** What to produce **
Rewrite the items below, replacing "Practice step" with "Warm-up step" everywhere it occurs and keeping everything else the same.

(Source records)
========
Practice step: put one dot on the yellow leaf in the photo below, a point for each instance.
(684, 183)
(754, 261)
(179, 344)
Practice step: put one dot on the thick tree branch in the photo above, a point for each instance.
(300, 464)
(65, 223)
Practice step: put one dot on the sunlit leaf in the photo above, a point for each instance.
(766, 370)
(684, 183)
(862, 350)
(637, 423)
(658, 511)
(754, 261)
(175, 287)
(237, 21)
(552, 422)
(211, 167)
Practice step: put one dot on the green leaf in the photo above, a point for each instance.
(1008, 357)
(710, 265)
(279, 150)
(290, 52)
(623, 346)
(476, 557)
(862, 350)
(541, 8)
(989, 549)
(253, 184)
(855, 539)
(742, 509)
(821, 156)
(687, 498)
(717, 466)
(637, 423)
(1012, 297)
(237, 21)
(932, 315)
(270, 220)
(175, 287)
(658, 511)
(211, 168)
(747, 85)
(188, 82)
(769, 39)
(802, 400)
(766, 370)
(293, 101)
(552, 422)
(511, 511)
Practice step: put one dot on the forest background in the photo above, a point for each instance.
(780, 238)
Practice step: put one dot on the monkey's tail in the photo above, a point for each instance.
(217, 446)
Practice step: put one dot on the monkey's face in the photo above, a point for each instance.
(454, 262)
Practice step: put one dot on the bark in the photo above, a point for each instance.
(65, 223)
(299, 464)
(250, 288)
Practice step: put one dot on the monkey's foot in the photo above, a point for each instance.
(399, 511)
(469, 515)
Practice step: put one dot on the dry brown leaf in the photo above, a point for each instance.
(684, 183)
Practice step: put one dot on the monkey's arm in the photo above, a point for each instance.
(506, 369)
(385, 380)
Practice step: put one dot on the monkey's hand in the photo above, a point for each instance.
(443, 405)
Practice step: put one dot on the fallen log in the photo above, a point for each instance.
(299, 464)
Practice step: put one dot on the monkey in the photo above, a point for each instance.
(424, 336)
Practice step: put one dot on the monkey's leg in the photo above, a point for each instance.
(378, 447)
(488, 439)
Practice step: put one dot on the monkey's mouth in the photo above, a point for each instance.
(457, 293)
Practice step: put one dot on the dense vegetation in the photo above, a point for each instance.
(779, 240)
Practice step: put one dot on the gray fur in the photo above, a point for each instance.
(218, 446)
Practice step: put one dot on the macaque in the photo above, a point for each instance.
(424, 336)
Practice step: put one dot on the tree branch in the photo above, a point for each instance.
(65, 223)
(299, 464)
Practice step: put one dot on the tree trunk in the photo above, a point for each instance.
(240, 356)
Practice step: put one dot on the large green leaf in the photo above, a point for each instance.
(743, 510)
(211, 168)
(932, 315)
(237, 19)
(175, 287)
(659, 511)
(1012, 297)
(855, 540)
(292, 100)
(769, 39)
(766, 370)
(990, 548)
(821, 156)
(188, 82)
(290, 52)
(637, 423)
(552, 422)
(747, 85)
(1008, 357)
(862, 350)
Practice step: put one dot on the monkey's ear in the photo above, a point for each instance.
========
** Solution to the exercise **
Warm-up step: put one dot on the yellow leaf in the photo below, a point for each instance.
(684, 183)
(754, 261)
(179, 344)
Warm-up step: put one dot on the thick tree branch in the photo above, a point for each instance.
(300, 464)
(65, 223)
Warm-up step: put one dot on the sunlit leaf in the photo above, a point for each instance.
(766, 370)
(684, 183)
(862, 350)
(637, 423)
(658, 511)
(754, 261)
(175, 287)
(237, 21)
(552, 422)
(211, 167)
Warm-up step: put one dot on the green leaf in the photo above, a point for each instance.
(1008, 357)
(710, 265)
(279, 150)
(290, 52)
(623, 346)
(476, 557)
(862, 350)
(541, 8)
(989, 549)
(253, 184)
(855, 539)
(742, 509)
(821, 156)
(687, 498)
(717, 466)
(637, 423)
(1012, 297)
(237, 21)
(932, 315)
(270, 220)
(175, 287)
(658, 511)
(211, 168)
(747, 85)
(188, 82)
(769, 39)
(802, 400)
(766, 370)
(293, 101)
(552, 422)
(511, 511)
Warm-up step: put one dot on the forest background in the photo above, a point for each instance.
(780, 238)
Warm-up step: put one dot on the monkey's tail in the photo above, a point for each instance.
(217, 446)
Warm-up step: put one dot on the monkey's face in the photo above, a point for each instance.
(454, 262)
Warm-up step: put one dot on the bark in the photo above, a point for each instance.
(65, 223)
(299, 464)
(250, 288)
Warm-up step: put one dot on the monkey's foot in the photo above, a point for each instance.
(399, 511)
(469, 515)
Warm-up step: put one dot on the dry brown leaf in the photo above, a point for each instance.
(684, 183)
Warm-up step: put one dot on the monkey's arm in the photo above, a point for each instance.
(506, 369)
(385, 380)
Warm-up step: put one dot on the monkey's hand in the photo above, a point for each instance.
(443, 405)
Warm-up step: put one dot on the fallen log in the photo above, a point for each instance.
(299, 464)
Warm-up step: put one dot on the monkey in the photo above, a point for each instance.
(424, 336)
Warm-up step: put one dot on the monkey's leg in the photo above, a point for each instance.
(378, 447)
(488, 439)
Warm-up step: put one dot on the monkey's mouth in the photo above, a point for each instance.
(457, 293)
Warm-up step: put one dot on the dense vegetation in the photo above, a point for each instance.
(779, 240)
Warm-up step: put one dot on the gray fur in the photo above, a point for each instance.
(218, 446)
Warm-up step: put one dot on the macaque in the photo above, a point for each instance.
(424, 336)
Warm-up step: put one dot on the tree branch in the photo above, a point for each instance.
(65, 223)
(299, 464)
Warm-up step: put one dot on the tree trunk in the photo above, a point for each instance.
(240, 356)
Warm-up step: put one dot on the large green leaf in the photo above, a point for each instance.
(743, 510)
(211, 168)
(932, 315)
(237, 19)
(175, 287)
(659, 511)
(1012, 297)
(855, 540)
(292, 100)
(769, 39)
(766, 370)
(990, 548)
(821, 156)
(188, 82)
(290, 52)
(637, 423)
(552, 422)
(747, 85)
(1008, 357)
(862, 350)
Warm-up step: put one dot on the monkey's ear in the photo above, a point for each instance.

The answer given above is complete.